#### The request
Copy out all the entries again, putting "carved wooden screen" in place of every "perforated stone lattice" and keeping everything else the same.

#### Task inputs

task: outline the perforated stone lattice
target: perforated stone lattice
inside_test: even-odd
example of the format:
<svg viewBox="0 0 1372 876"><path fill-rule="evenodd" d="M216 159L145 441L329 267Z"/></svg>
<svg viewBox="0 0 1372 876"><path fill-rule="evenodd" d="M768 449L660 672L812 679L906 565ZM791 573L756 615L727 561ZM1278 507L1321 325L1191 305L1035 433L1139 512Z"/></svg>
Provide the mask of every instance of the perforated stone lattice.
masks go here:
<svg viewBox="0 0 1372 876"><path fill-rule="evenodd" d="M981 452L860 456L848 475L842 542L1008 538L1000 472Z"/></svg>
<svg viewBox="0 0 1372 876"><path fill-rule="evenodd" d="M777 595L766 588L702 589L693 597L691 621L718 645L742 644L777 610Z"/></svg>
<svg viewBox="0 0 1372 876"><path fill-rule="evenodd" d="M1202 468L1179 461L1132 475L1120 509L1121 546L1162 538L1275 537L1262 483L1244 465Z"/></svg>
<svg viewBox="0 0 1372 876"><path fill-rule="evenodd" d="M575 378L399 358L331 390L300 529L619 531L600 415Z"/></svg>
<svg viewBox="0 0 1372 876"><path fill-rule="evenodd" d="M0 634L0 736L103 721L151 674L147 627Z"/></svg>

#### Response to this task
task: outline the carved wooden screen
target: carved wooden screen
inside_test: even-odd
example of the format:
<svg viewBox="0 0 1372 876"><path fill-rule="evenodd" d="M216 159L145 441L329 267Z"/></svg>
<svg viewBox="0 0 1372 876"><path fill-rule="evenodd" d="M768 449L660 672L812 679L906 565ZM791 573L756 615L727 561ZM1278 507L1321 325L1191 305L1035 433L1139 512Z"/></svg>
Provide the mask of every instance of the carved wooden screen.
masks go here:
<svg viewBox="0 0 1372 876"><path fill-rule="evenodd" d="M981 452L860 456L848 475L842 542L1008 538L1000 472Z"/></svg>
<svg viewBox="0 0 1372 876"><path fill-rule="evenodd" d="M777 595L766 588L702 589L693 597L691 621L718 645L742 644L777 610Z"/></svg>
<svg viewBox="0 0 1372 876"><path fill-rule="evenodd" d="M1202 468L1179 461L1132 475L1120 509L1121 546L1162 538L1275 537L1262 483L1244 465Z"/></svg>
<svg viewBox="0 0 1372 876"><path fill-rule="evenodd" d="M575 378L399 358L331 390L300 529L619 531L600 415Z"/></svg>
<svg viewBox="0 0 1372 876"><path fill-rule="evenodd" d="M0 634L0 736L103 721L151 674L147 627Z"/></svg>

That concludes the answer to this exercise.